## [Stated goal]
Would you transcribe all of the data exactly, down to the last character?

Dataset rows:
* BEGIN *

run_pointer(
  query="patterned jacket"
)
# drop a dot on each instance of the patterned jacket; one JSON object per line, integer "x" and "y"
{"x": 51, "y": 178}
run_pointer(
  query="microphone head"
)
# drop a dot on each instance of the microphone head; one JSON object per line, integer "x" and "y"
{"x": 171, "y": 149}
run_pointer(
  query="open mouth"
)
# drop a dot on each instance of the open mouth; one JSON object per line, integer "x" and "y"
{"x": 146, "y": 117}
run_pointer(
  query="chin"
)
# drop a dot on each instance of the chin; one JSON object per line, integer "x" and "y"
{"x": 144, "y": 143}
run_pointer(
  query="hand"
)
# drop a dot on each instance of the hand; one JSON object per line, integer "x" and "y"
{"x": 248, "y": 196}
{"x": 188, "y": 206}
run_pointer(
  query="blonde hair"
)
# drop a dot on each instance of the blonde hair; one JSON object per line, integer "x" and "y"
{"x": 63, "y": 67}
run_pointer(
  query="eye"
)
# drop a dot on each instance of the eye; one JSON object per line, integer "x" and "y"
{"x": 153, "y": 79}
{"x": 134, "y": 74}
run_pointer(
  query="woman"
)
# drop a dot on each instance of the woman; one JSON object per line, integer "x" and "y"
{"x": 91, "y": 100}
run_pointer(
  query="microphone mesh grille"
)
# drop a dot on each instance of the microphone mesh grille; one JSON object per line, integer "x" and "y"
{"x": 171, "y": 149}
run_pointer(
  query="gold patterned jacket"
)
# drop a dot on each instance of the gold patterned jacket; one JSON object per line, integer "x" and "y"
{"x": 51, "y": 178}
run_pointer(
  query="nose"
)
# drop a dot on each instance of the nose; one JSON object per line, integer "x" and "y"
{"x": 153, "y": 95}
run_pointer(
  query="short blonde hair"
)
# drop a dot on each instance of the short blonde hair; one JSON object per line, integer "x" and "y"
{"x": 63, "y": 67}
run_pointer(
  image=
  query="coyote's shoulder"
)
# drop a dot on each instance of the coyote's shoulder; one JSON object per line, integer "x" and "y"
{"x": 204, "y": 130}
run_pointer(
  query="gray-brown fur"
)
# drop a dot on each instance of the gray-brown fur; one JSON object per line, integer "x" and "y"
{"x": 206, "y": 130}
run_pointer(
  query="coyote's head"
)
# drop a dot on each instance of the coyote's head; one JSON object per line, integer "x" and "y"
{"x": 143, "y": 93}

* END *

## [In response]
run_pointer(
  query="patterned jacket"
)
# drop a dot on each instance of the patterned jacket; one JSON object per line, integer "x" and "y"
{"x": 51, "y": 178}
run_pointer(
  query="microphone head"
)
# drop a dot on each instance of the microphone head; one JSON object per line, integer "x" and "y"
{"x": 171, "y": 149}
run_pointer(
  query="open mouth"
)
# drop a dot on each instance of the open mouth; one JSON object per line, integer "x" and "y"
{"x": 146, "y": 117}
run_pointer(
  query="chin"
)
# drop a dot on each instance of the chin; one JSON object per line, integer "x" and "y"
{"x": 144, "y": 143}
run_pointer(
  query="hand"
)
# drop a dot on each instance of the hand; one JSON object per line, integer "x" and "y"
{"x": 248, "y": 196}
{"x": 188, "y": 206}
run_pointer(
  query="blonde hair"
)
# drop a dot on each instance of the blonde hair; one JSON object per line, integer "x" and "y"
{"x": 63, "y": 67}
run_pointer(
  query="eye"
)
# drop a dot on each instance of the eye; one JSON object per line, integer "x" and "y"
{"x": 153, "y": 79}
{"x": 134, "y": 74}
run_pointer(
  query="woman"
)
# drop a dot on each instance of the woman; one JSON object per line, integer "x" and "y"
{"x": 91, "y": 100}
run_pointer(
  query="microphone mesh grille"
)
# drop a dot on each instance of the microphone mesh grille; one JSON object per line, integer "x" and "y"
{"x": 171, "y": 149}
run_pointer(
  query="gold patterned jacket"
)
# drop a dot on each instance of the gold patterned jacket; one JSON object per line, integer "x" and "y"
{"x": 51, "y": 178}
run_pointer(
  query="nose"
)
# drop a dot on each instance of the nose; one JSON object per line, integer "x" and "y"
{"x": 153, "y": 95}
run_pointer(
  query="short blonde hair"
)
# drop a dot on each instance of the short blonde hair; one JSON object per line, integer "x" and "y"
{"x": 63, "y": 67}
run_pointer(
  image=
  query="coyote's shoulder"
)
# drop a dot on each instance of the coyote's shoulder; one JSON object per line, integer "x" and "y"
{"x": 204, "y": 130}
run_pointer(
  query="gray-brown fur"
)
# drop a dot on each instance of the gray-brown fur; one JSON object per line, integer "x" and "y"
{"x": 206, "y": 130}
run_pointer(
  query="coyote's head"
)
# drop a dot on each instance of the coyote's head; one JSON object per line, integer "x" and "y"
{"x": 143, "y": 93}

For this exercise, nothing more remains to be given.